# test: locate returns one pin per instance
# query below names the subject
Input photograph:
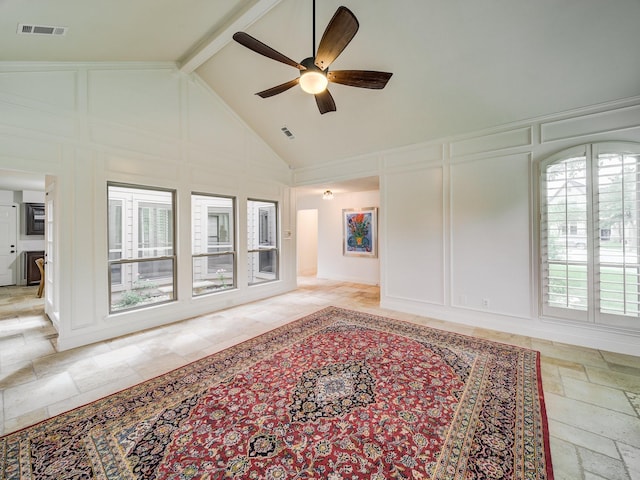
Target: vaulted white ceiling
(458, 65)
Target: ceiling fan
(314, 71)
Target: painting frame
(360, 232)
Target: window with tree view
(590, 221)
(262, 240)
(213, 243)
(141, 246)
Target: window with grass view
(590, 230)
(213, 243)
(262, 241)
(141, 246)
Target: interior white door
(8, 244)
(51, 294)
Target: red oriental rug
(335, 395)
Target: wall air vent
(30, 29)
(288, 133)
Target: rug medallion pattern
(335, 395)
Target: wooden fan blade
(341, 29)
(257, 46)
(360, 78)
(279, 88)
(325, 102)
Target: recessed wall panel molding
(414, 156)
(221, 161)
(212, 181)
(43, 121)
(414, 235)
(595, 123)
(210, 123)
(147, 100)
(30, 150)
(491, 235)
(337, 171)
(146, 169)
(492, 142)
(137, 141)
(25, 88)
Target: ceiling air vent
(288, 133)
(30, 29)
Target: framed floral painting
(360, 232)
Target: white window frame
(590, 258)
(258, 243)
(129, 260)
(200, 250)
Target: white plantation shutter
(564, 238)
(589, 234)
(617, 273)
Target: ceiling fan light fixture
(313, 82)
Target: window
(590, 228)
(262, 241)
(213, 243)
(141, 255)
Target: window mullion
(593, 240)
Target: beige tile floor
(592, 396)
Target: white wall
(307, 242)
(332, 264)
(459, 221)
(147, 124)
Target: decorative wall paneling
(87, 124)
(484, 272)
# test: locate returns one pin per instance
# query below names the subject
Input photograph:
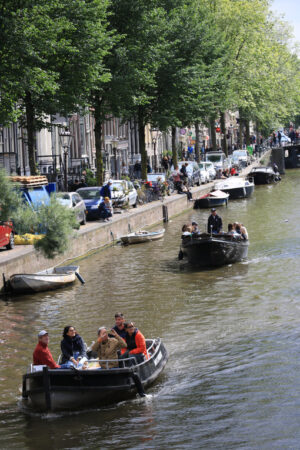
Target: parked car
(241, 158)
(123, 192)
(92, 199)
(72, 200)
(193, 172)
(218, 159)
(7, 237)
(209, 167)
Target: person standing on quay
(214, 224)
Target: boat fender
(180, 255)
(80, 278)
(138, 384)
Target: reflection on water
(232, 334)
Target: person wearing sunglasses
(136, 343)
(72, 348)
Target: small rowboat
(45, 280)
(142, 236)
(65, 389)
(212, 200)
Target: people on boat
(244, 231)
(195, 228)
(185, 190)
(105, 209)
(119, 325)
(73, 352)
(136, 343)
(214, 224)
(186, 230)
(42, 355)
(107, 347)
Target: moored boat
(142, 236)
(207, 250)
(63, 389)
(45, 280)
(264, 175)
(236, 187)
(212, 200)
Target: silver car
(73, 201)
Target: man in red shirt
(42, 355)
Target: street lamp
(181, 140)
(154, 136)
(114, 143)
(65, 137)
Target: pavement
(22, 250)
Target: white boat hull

§

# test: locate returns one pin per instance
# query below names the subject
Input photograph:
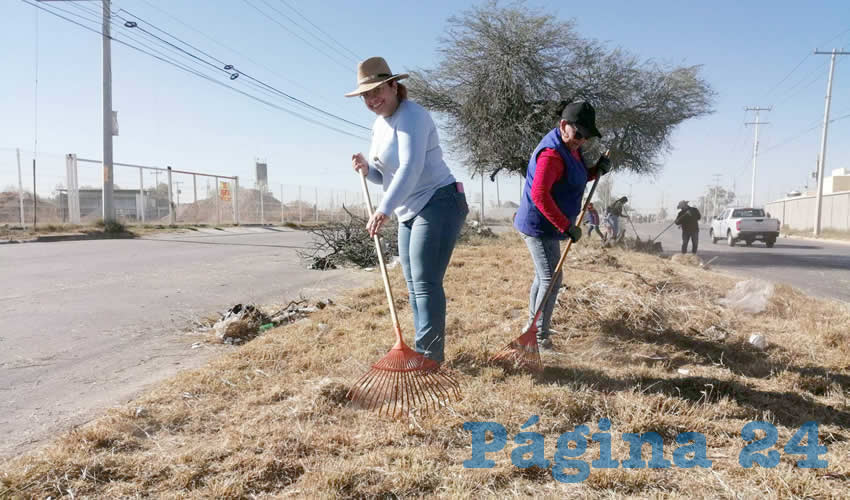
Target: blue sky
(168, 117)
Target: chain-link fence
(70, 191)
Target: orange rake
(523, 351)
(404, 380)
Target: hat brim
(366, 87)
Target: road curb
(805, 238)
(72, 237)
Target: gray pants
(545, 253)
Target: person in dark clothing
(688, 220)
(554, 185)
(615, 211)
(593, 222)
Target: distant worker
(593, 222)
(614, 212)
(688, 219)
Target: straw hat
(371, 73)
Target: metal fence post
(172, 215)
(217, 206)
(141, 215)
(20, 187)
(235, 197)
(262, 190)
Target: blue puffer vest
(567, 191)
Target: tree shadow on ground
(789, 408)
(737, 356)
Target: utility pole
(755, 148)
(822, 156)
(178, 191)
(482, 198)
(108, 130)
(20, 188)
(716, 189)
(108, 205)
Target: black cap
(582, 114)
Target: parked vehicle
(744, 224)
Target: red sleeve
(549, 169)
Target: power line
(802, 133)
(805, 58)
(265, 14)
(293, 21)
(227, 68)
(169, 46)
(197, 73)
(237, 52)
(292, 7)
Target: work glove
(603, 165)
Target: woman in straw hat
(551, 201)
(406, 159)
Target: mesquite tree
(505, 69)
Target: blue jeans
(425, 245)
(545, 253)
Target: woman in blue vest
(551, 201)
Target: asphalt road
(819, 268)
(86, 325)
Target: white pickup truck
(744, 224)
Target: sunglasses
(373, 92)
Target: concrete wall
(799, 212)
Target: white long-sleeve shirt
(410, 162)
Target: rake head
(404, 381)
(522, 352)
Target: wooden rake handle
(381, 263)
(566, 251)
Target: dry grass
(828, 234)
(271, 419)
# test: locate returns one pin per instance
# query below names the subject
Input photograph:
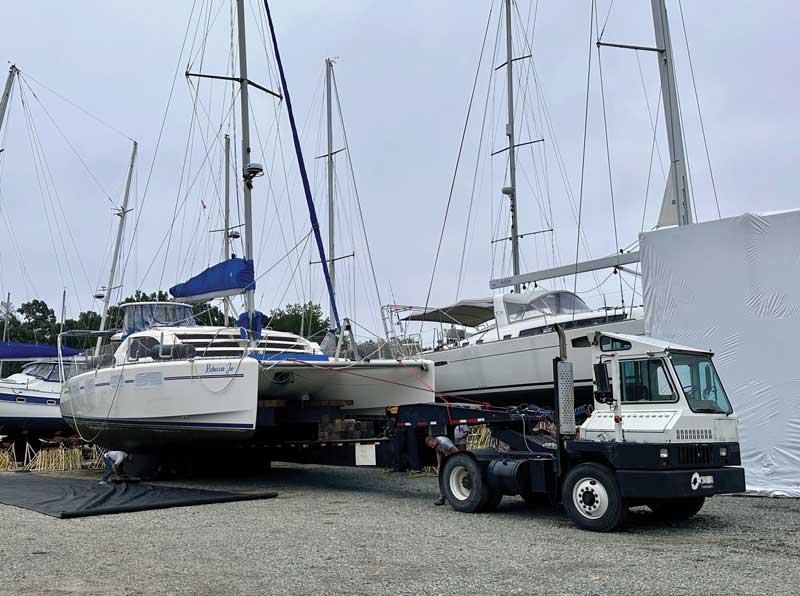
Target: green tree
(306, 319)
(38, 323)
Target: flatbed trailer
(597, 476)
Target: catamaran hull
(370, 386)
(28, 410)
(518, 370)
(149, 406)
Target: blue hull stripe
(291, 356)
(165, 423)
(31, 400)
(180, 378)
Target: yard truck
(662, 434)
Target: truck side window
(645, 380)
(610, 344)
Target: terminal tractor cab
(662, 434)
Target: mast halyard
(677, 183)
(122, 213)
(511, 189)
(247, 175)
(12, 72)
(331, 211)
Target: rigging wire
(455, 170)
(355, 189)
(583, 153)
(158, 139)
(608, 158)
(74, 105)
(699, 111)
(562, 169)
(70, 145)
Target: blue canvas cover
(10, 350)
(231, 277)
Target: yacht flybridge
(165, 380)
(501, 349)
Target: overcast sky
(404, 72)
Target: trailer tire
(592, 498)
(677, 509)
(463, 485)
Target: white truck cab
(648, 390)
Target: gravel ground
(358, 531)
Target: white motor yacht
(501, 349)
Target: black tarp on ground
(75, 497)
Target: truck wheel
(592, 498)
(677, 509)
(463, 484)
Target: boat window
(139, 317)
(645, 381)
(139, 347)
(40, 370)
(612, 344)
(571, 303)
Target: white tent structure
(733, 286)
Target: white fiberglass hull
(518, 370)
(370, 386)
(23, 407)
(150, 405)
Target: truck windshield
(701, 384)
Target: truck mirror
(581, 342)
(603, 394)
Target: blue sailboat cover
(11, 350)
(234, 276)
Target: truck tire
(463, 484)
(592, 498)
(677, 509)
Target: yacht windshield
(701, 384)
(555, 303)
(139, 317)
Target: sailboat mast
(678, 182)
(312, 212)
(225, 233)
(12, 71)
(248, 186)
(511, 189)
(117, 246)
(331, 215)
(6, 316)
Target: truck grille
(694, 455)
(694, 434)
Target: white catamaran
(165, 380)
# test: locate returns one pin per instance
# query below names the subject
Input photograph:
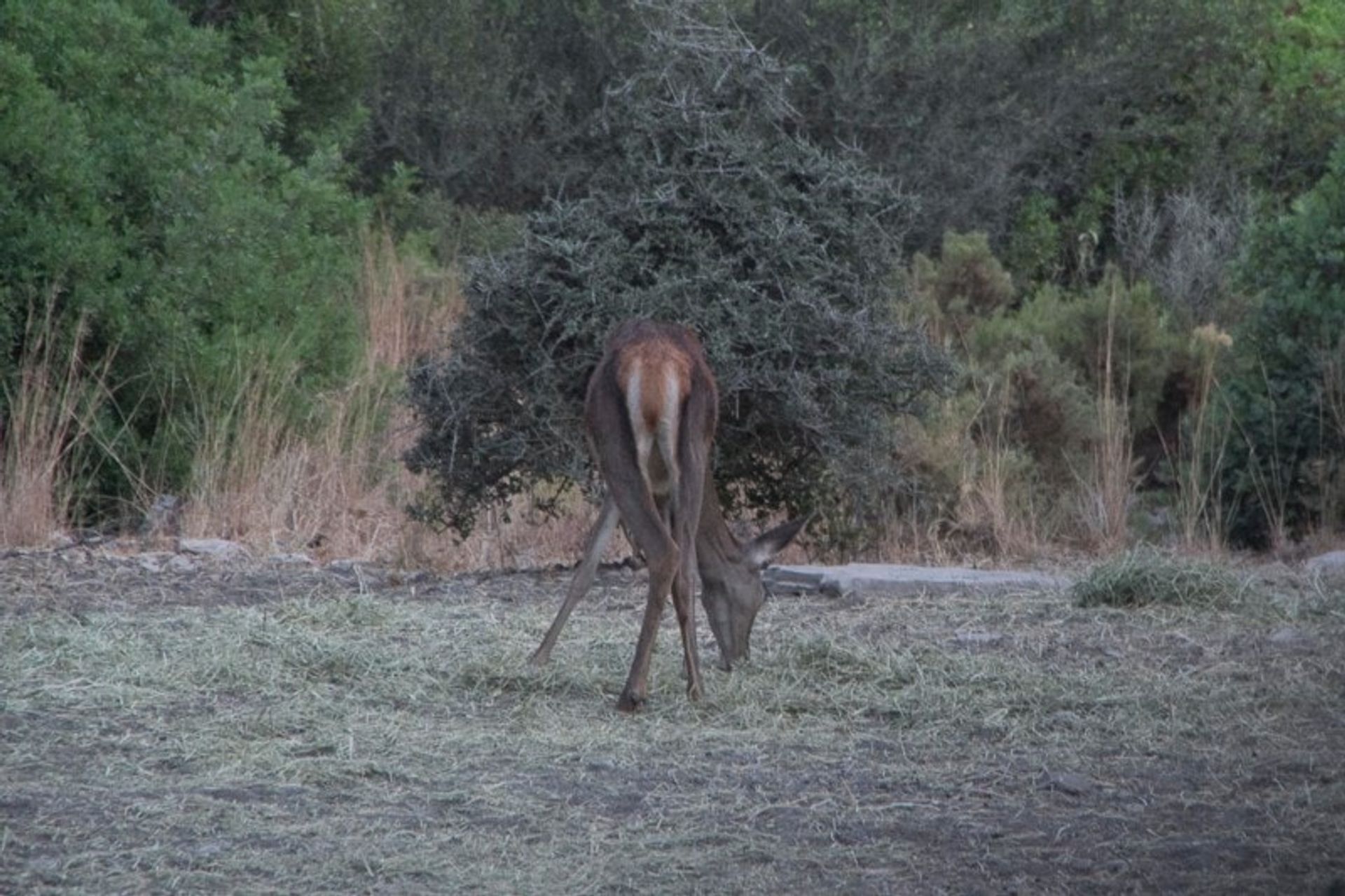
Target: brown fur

§

**Your goal:** The lines to reproduce run from the one above containing "Target: yacht flybridge" through the one containing "Target: brown fur". Copy them exactly and leave out all pictures.

**Answer:**
Target: yacht flybridge
(165, 380)
(501, 349)
Target: overcast sky
(404, 72)
Target: trailer tire
(592, 498)
(677, 509)
(463, 485)
Target: white truck cab
(648, 390)
Target: gravel ground
(358, 531)
Target: white motor yacht
(501, 349)
Target: black tarp on ground
(75, 497)
Target: truck wheel
(592, 498)
(677, 509)
(463, 484)
Target: boat window
(139, 317)
(645, 381)
(139, 347)
(40, 370)
(612, 344)
(571, 303)
Target: white tent structure
(733, 286)
Target: white fiberglass hull
(518, 370)
(370, 386)
(23, 407)
(150, 405)
Target: truck windshield
(701, 384)
Target: truck mirror
(581, 342)
(603, 394)
Target: blue sailboat cover
(11, 350)
(234, 276)
Target: truck tire
(463, 484)
(592, 498)
(677, 509)
Target: yacht windshield
(701, 384)
(555, 303)
(139, 317)
Target: sailboat mast
(678, 182)
(312, 212)
(225, 233)
(12, 71)
(248, 186)
(511, 189)
(117, 246)
(331, 215)
(6, 316)
Target: truck grille
(694, 455)
(694, 434)
Target: white catamaran
(165, 380)
# test: locate returns one pin per instance
# query below names the subject
Input photograph:
Target: brown fur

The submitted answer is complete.